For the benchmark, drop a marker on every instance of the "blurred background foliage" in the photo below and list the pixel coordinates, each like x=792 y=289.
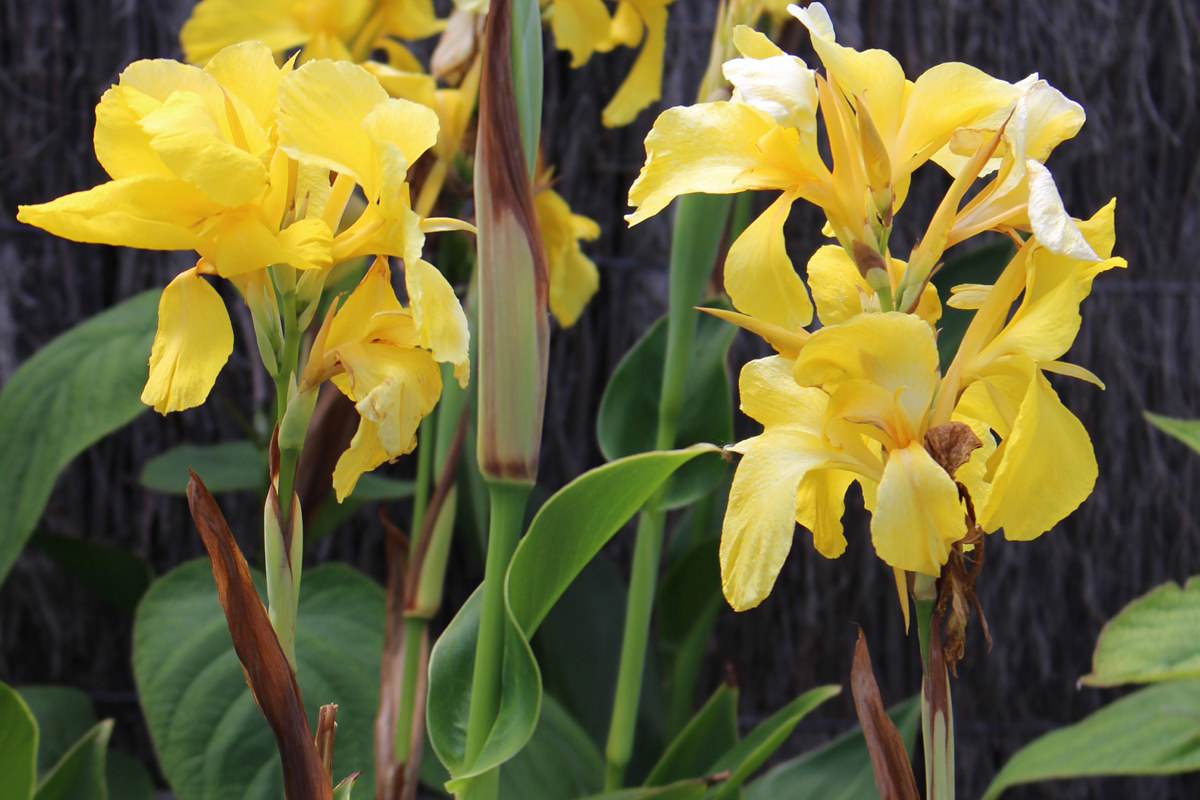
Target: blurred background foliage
x=1132 y=65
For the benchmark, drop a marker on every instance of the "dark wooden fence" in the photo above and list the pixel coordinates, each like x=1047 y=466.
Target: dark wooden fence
x=1134 y=66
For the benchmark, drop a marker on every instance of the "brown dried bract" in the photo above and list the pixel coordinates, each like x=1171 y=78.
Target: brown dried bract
x=951 y=444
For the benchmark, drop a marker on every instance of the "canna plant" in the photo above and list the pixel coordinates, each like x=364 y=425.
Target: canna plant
x=941 y=458
x=309 y=174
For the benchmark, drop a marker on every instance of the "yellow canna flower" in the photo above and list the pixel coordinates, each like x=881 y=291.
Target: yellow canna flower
x=853 y=405
x=323 y=29
x=193 y=166
x=384 y=358
x=574 y=278
x=235 y=161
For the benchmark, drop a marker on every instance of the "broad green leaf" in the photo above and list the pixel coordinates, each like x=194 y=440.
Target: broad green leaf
x=113 y=573
x=629 y=410
x=1186 y=431
x=79 y=774
x=558 y=763
x=567 y=533
x=1153 y=638
x=760 y=744
x=579 y=644
x=226 y=467
x=451 y=667
x=83 y=385
x=577 y=521
x=64 y=714
x=213 y=743
x=979 y=265
x=687 y=603
x=126 y=777
x=18 y=746
x=1151 y=732
x=711 y=734
x=840 y=770
x=342 y=791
□ □ □ □ □ □ □
▶ [Task]: Reproduce verbatim every line from the one containing "like x=194 y=440." through the last line of the entries above, including both of those lines.

▶ [Result]:
For the benchmark, drop a marker on every instance of the "broad green leaf" in the photo above and list the pixel coordinates, each like x=194 y=440.
Target: broad green leaf
x=113 y=573
x=629 y=410
x=1186 y=431
x=79 y=774
x=558 y=763
x=567 y=533
x=1153 y=638
x=760 y=744
x=579 y=644
x=226 y=467
x=451 y=667
x=83 y=385
x=577 y=521
x=64 y=714
x=213 y=743
x=979 y=265
x=687 y=603
x=126 y=777
x=18 y=746
x=1151 y=732
x=711 y=734
x=840 y=770
x=342 y=791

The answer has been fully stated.